Page excerpt:
..........

We’re back! After a fairly long wait it’s time for the unluckiest episode, number thirteen. Keep your fingers crossed for us…
A quick note: I know I said at the end of episode 12 that we would be reviewing Clannad, and here is episode 13 and, no Clannad. I honestly expected it to be really good, but Clannad just didn’t sit with me – perhaps due to its quite airy plot and lack of any real substance.
This is also a good time to say that this isn’t the first anime series I haven’t completed – I had similar problems with other reputable shows such as Parasyte, White Album and Nobunagun, to name a few.
However, rest assured I have some absolute gems here, including what could possibly be one of the best anime I’ve ever seen. First of all, here’s one of the most unlikely successes…
Tanaka-kun is Always Listless (S1, 2016, 12x24mins)
“I am one with this sofa.”
The story follows the normal lives of a handful of high-school students. The story centres on Tanaka (right), who as the title suggests is listless: “someone lacking energy or enthusiasm.” Tanaka-kun is always exhausted and is often dozing off, putting his life in the hands of his best friend Ohta (middle-left, sat down) – a model student who carries him around and generally looks after him throughout the day.

..........

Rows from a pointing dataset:

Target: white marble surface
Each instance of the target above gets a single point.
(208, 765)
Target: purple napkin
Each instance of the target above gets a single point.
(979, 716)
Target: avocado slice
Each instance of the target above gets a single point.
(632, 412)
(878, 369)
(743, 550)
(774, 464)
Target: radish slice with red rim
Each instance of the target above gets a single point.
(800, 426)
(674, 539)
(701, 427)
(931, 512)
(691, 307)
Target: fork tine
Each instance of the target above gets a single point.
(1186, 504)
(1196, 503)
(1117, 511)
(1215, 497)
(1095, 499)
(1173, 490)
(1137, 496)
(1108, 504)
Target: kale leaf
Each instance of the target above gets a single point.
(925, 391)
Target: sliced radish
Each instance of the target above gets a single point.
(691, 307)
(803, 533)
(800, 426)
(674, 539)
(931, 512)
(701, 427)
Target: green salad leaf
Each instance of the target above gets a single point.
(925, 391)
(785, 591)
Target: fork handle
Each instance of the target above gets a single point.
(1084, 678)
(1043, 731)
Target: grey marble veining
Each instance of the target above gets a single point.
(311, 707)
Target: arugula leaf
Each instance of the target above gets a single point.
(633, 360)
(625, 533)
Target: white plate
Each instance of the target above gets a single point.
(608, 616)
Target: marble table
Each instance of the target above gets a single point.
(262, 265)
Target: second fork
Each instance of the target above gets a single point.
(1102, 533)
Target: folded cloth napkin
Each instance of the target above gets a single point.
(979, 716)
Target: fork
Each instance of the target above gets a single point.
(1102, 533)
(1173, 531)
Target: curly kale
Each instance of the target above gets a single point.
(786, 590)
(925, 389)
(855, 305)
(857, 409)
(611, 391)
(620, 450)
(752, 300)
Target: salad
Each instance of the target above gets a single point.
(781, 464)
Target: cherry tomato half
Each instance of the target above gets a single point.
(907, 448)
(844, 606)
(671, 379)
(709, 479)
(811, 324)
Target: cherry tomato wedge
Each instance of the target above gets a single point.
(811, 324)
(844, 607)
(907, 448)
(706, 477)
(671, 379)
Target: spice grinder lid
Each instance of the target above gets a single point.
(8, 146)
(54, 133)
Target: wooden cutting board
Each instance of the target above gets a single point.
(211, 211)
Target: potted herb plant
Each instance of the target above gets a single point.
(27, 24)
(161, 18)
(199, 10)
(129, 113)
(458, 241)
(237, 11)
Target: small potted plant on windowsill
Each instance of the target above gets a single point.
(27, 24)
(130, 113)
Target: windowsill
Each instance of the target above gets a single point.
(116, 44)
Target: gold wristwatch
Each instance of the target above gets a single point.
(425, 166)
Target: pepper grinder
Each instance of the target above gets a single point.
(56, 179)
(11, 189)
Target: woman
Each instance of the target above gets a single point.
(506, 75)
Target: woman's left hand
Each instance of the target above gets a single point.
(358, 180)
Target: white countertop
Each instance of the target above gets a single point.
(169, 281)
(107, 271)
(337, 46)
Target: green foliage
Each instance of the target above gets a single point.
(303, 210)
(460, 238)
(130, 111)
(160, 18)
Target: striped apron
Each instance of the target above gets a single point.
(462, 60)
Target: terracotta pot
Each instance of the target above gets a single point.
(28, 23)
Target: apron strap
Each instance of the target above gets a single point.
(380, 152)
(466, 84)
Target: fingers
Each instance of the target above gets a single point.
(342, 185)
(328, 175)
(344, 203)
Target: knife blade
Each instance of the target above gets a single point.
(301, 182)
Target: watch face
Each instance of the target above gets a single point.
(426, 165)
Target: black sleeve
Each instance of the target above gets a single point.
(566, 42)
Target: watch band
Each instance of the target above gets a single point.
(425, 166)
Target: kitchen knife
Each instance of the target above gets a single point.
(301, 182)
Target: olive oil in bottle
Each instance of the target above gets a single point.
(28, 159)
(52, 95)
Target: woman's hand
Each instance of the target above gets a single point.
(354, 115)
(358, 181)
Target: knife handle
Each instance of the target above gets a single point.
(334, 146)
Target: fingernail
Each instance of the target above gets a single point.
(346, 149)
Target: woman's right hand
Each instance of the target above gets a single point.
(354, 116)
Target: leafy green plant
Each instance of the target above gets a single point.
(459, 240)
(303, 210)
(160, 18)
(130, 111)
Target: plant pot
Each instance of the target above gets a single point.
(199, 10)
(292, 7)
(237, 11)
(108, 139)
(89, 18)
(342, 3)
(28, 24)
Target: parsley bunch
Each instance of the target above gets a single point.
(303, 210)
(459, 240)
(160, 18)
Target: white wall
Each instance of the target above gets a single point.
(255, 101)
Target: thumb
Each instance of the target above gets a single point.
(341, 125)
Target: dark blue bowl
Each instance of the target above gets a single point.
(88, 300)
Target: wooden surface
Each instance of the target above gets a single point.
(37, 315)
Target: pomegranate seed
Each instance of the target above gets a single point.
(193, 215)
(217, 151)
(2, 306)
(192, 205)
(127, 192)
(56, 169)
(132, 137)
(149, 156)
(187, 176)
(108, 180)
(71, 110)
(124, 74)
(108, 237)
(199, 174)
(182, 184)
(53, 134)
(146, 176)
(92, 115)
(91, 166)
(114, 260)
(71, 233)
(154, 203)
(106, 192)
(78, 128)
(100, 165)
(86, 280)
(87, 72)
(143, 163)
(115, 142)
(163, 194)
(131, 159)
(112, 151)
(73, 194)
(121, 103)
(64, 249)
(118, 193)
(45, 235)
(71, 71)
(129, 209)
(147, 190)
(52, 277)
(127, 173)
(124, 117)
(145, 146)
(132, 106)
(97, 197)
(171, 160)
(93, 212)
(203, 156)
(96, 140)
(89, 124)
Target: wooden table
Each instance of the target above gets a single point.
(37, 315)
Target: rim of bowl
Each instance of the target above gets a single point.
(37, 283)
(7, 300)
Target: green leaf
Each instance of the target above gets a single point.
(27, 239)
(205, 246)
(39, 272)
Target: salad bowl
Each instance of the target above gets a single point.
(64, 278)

..........

Set tasks:
1. Repeat the anime review word for word, from "We’re back! After" to "(S1, 2016, 12x24mins)".
2. Answer from the anime review:
(a) Which series was promised for review at the end of episode 12 but not reviewed in episode 13?
(b) How many episodes does the first season of Tanaka-kun is Always Listless have?
(c) What is the name of Tanaka's best friend?
This data is unrelated to the anime review.

Exercise responses:
1.
We’re back! After a fairly long wait it’s time for the unluckiest episode, number thirteen. Keep your fingers crossed for us…
A quick note: I know I said at the end of episode 12 that we would be reviewing Clannad, and here is episode 13 and, no Clannad. I honestly expected it to be really good, but Clannad just didn’t sit with me – perhaps due to its quite airy plot and lack of any real substance.
This is also a good time to say that this isn’t the first anime series I haven’t completed – I had similar problems with other reputable shows such as Parasyte, White Album and Nobunagun, to name a few.
However, rest assured I have some absolute gems here, including what could possibly be one of the best anime I’ve ever seen. First of all, here’s one of the most unlikely successes…
Tanaka-kun is Always Listless (S1, 2016, 12x24mins)

2.
(a) Clannad
(b) 12
(c) Ohta